> Instruction
Can you rewrite the lines below so that "grey cloud" becomes "gray cloud", with nothing else changed?

-- START Exercise data --

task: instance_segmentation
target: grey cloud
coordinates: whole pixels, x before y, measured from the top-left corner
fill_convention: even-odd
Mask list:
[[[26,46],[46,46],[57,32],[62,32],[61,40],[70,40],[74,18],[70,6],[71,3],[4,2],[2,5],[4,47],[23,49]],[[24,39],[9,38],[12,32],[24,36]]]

-- END Exercise data --

> Response below
task: instance_segmentation
target: gray cloud
coordinates: whole pixels, x before y, measured from the top-left corner
fill_convention: even-odd
Mask list:
[[[26,46],[46,46],[57,32],[62,32],[61,40],[70,40],[74,18],[70,6],[71,3],[4,2],[2,5],[4,47],[23,49]],[[24,39],[9,38],[12,32],[24,36]]]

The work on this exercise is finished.